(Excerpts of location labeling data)
──────────
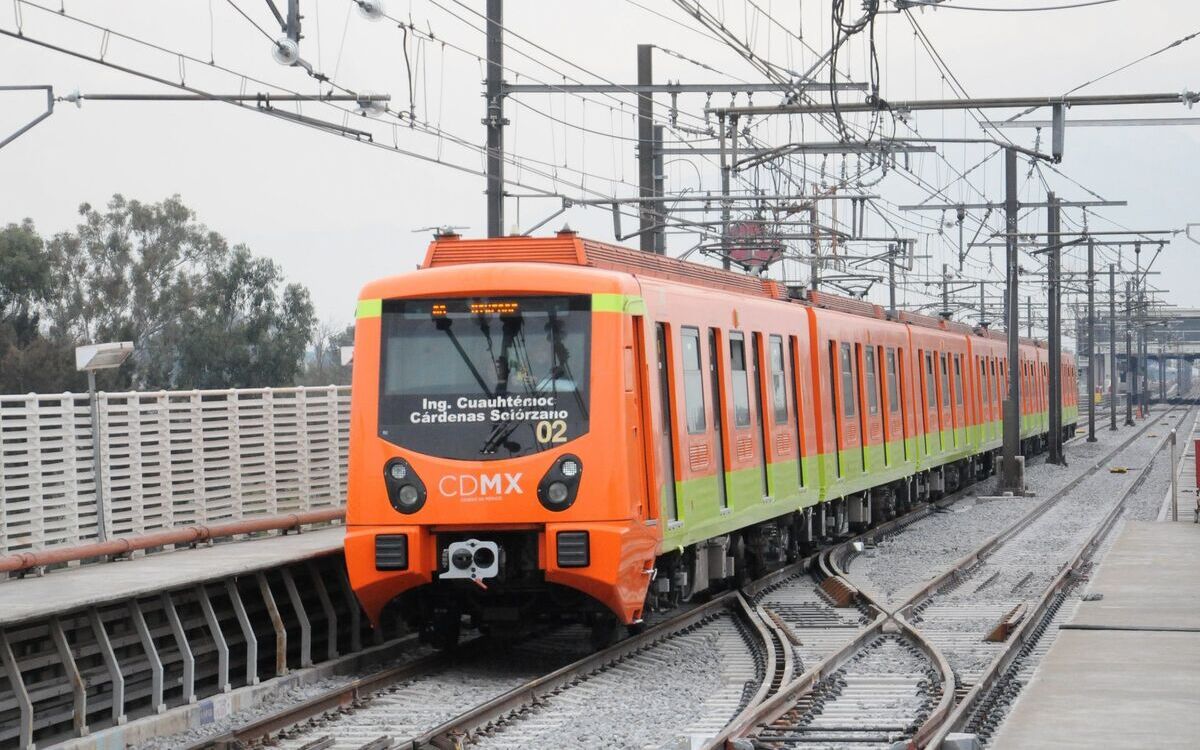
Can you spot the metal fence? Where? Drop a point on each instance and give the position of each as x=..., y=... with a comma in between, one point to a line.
x=167, y=459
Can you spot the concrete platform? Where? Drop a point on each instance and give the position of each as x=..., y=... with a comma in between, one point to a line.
x=63, y=591
x=1126, y=671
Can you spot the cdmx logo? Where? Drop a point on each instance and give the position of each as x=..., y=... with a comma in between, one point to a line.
x=474, y=485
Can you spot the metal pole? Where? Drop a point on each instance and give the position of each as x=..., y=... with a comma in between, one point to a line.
x=1054, y=334
x=1175, y=483
x=1131, y=378
x=1091, y=340
x=725, y=196
x=892, y=280
x=1013, y=473
x=660, y=234
x=1113, y=346
x=946, y=291
x=646, y=145
x=495, y=119
x=97, y=478
x=816, y=247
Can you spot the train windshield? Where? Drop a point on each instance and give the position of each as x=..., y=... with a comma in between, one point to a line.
x=481, y=378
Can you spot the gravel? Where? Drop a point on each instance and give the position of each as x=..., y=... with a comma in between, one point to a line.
x=899, y=564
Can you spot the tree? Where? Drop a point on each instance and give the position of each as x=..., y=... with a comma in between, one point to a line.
x=199, y=312
x=324, y=367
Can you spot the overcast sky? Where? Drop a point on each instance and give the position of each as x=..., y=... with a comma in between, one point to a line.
x=336, y=214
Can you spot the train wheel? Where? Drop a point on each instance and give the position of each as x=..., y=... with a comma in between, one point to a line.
x=605, y=631
x=445, y=630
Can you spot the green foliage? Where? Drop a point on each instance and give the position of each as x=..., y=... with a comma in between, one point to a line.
x=199, y=312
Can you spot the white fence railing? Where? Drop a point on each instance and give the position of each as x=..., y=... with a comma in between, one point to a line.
x=167, y=459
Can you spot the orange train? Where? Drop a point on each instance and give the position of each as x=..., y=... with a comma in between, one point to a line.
x=562, y=427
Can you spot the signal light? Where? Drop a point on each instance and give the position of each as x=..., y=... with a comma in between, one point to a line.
x=559, y=486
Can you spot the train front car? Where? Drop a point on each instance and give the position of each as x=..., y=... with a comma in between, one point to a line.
x=496, y=466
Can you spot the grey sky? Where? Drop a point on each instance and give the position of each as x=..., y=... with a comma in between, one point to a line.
x=336, y=214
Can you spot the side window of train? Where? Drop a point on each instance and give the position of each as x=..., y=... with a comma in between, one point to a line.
x=741, y=379
x=930, y=389
x=873, y=382
x=847, y=382
x=778, y=381
x=946, y=383
x=958, y=379
x=893, y=387
x=693, y=382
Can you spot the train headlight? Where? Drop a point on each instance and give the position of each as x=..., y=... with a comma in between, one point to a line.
x=406, y=491
x=561, y=485
x=408, y=496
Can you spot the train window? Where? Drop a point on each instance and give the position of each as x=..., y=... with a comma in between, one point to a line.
x=958, y=379
x=893, y=385
x=714, y=378
x=693, y=382
x=796, y=406
x=778, y=381
x=930, y=389
x=847, y=382
x=741, y=379
x=946, y=383
x=873, y=382
x=485, y=378
x=984, y=389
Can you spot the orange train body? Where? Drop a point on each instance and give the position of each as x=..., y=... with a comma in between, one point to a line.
x=700, y=423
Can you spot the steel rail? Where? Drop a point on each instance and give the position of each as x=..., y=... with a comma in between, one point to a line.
x=983, y=551
x=1031, y=627
x=180, y=535
x=828, y=565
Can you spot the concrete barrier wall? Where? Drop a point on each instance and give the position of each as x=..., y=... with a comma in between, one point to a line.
x=168, y=459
──────────
SHORT TASK:
Change every "instance" to "occurrence" in the records starting at the line that contains "Can you spot the gravel?" and ending at the line that contains "x=445, y=630", leaving everything else unchanged. Give only those lines.

THE RESPONSE:
Can you spot the gravel? Where? Drop a point on each occurrence and give the position of each as x=..., y=... with a comma in between, one point to a line.
x=899, y=564
Can you spot the tree? Where? Drop a point on each occurrence and give the position of each as x=..., y=... with a comma in between, one point to a line.
x=199, y=312
x=324, y=367
Can you spot the overcast sky? Where? Drop a point on each occurrence and give the position of each as x=..., y=... with a comma in between, one point to a line.
x=336, y=214
Can you spot the train wheel? Where? Drop a point on each occurrence and give the position of each as x=..., y=... with a comma in between, one point to a line.
x=605, y=631
x=445, y=630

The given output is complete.